EXERCISE DETAILS: In the piece on Tony Luciani's photos of his mother below, change "camera" to "phone" and write out the passage between "Aging Is Surreal" and "The Huffington Post.", inclusive.

Aging Is Surreal But Fun In These Photos Of An Artist’s 91-Year-Old Mother

Tony Luciani is his mom’s primary caregiver. When she got dementia, he decided to record her memories.
Tony Luciani

Tony Luciani is a painter by trade. He likes working with charcoal, too ― any medium that allows for more abstract renderings of his subjects, airy like the texture of memory.

While working in his studio, his mother, for whom he’s the primary caretaker, sits behind him as he works. Occasionally, he used this as an opportunity to sketch or paint her, but one day, he turned to see that the light in the room fell on her face beautifully. “I put down my paintbrushes and picked up the camera to take some pictures,” Luciani told The Huffington Post.

“She’s a natural model. I saw that she was enjoying the role-playing. From there, the concepts started flowing and the photos became about storytelling, almost like my mother’s diary,” he said. What arose from the collaboration is a series of playful and jubilantly surreal portraits. She poses near a shadow of a young girl jumping rope, or a shadow of a man sharing a bottle of wine.

DATASET CONTENT:
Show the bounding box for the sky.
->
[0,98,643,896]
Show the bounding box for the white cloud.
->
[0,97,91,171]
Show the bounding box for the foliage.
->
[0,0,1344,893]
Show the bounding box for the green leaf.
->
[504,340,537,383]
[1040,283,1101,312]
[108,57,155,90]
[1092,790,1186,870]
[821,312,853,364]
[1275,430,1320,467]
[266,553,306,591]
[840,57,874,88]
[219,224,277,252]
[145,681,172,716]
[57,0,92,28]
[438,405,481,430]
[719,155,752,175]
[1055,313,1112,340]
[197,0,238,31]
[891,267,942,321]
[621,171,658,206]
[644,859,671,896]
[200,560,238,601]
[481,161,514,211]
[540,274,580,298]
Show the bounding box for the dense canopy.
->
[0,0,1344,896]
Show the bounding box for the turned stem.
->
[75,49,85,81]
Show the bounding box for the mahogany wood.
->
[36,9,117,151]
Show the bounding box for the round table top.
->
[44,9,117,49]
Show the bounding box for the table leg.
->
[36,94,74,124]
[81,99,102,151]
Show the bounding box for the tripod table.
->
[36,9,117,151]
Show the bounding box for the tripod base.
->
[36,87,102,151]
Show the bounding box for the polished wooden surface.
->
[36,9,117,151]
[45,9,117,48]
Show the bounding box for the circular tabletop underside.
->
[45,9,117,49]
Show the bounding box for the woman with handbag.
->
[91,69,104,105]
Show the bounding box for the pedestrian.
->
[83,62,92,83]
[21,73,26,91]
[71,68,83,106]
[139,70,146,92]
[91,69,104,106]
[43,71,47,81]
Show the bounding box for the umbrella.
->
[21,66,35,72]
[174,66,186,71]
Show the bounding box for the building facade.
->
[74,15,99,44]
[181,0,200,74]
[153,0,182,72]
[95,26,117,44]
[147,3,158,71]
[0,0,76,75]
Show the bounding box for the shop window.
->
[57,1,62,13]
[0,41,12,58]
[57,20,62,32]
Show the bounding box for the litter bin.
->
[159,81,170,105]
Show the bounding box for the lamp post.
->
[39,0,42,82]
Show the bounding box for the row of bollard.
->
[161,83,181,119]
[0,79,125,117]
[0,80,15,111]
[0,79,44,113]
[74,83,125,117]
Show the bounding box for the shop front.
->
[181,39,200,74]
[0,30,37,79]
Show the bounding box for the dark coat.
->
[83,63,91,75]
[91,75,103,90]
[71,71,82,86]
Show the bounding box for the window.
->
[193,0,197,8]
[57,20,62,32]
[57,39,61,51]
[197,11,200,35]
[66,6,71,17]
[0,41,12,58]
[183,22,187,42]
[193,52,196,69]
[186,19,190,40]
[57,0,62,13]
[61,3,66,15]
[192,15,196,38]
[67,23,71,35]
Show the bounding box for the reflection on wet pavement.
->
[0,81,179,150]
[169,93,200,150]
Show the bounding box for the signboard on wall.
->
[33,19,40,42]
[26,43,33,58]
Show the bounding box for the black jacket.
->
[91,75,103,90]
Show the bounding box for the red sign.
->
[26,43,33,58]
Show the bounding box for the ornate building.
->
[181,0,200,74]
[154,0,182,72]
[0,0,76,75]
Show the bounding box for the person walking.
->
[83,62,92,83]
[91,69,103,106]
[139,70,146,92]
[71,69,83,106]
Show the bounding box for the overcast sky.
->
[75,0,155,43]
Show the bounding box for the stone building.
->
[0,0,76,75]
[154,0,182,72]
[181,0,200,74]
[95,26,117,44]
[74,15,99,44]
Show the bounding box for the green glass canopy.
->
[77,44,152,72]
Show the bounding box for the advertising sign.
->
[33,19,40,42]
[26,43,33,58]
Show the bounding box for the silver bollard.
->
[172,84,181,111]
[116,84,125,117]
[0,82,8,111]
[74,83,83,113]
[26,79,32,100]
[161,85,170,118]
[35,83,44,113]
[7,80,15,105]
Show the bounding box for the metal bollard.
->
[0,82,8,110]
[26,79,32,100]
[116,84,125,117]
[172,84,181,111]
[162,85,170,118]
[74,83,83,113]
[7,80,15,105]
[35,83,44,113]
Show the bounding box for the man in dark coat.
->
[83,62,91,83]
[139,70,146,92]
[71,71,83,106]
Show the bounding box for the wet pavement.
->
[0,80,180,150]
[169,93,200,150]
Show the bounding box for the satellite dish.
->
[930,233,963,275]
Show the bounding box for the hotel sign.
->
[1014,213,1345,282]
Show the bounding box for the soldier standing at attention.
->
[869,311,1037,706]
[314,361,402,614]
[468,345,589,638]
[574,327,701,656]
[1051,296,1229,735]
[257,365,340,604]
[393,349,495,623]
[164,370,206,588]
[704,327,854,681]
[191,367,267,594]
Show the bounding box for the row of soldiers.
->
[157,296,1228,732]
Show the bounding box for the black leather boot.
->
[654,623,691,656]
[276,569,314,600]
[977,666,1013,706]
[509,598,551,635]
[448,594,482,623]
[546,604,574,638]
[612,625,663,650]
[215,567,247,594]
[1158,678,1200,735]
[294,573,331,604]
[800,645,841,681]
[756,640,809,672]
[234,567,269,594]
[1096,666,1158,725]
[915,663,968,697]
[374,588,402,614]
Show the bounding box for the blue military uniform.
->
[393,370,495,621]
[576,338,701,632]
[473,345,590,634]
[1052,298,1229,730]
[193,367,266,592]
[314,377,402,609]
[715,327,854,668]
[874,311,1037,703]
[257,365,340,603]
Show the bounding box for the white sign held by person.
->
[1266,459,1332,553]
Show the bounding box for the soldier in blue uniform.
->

RESPONSE:
Aging Is Surreal But Fun In These Photos Of An Artist’s 91-Year-Old Mother

Tony Luciani is his mom’s primary caregiver. When she got dementia, he decided to record her memories.
Tony Luciani

Tony Luciani is a painter by trade. He likes working with charcoal, too ― any medium that allows for more abstract renderings of his subjects, airy like the texture of memory.

While working in his studio, his mother, for whom he’s the primary caretaker, sits behind him as he works. Occasionally, he used this as an opportunity to sketch or paint her, but one day, he turned to see that the light in the room fell on her face beautifully. “I put down my paintbrushes and picked up the phone to take some pictures,” Luciani told The Huffington Post.